Task description | Pick out every row below that contains the string "white" and copy each one in full. Case counts.

Extracted entries |

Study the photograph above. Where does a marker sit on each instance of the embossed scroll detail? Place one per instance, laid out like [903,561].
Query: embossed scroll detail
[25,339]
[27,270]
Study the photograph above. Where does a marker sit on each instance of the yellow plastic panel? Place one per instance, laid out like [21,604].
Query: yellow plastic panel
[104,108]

--

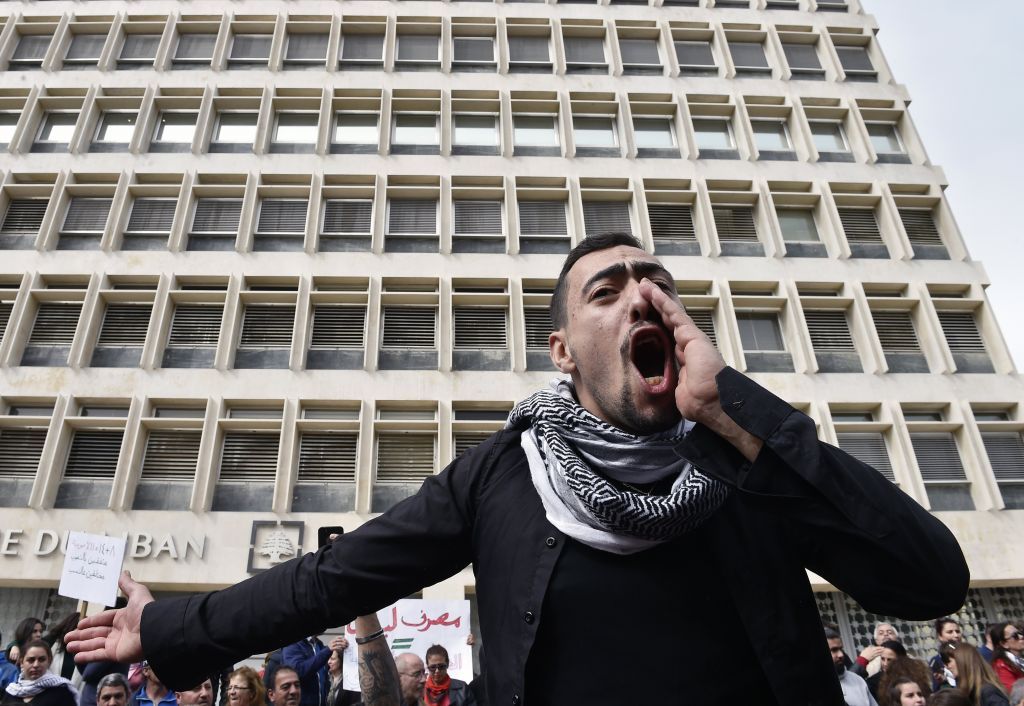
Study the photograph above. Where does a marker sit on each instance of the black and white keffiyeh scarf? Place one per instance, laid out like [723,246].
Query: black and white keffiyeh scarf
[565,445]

...

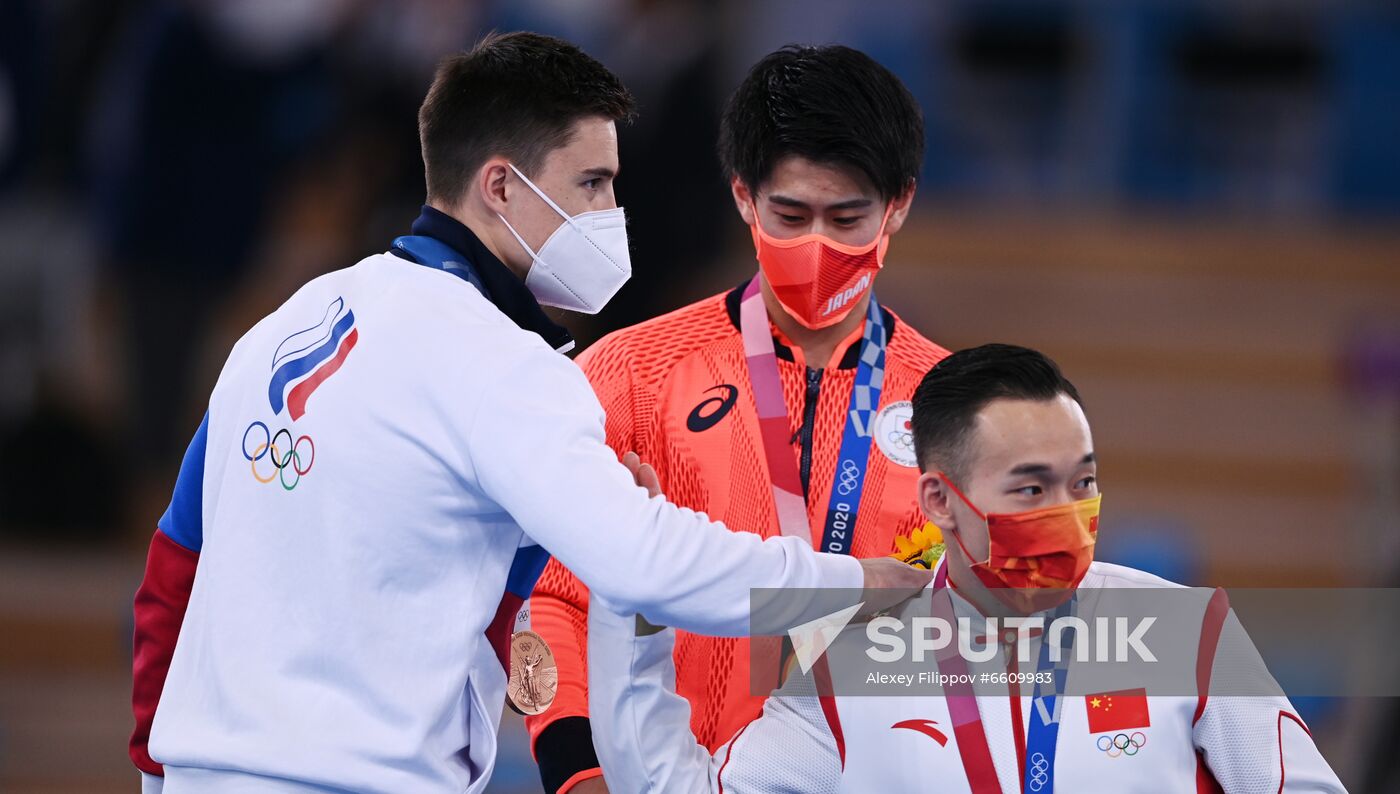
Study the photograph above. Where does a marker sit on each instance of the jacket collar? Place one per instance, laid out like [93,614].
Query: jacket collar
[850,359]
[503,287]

Response for this exercise |
Study the photograph above. Where does a marker sit on each instance of the black and white keffiyeh scarf? Place one per instance, laid out like [723,246].
Query: black and white keffiyeh scarf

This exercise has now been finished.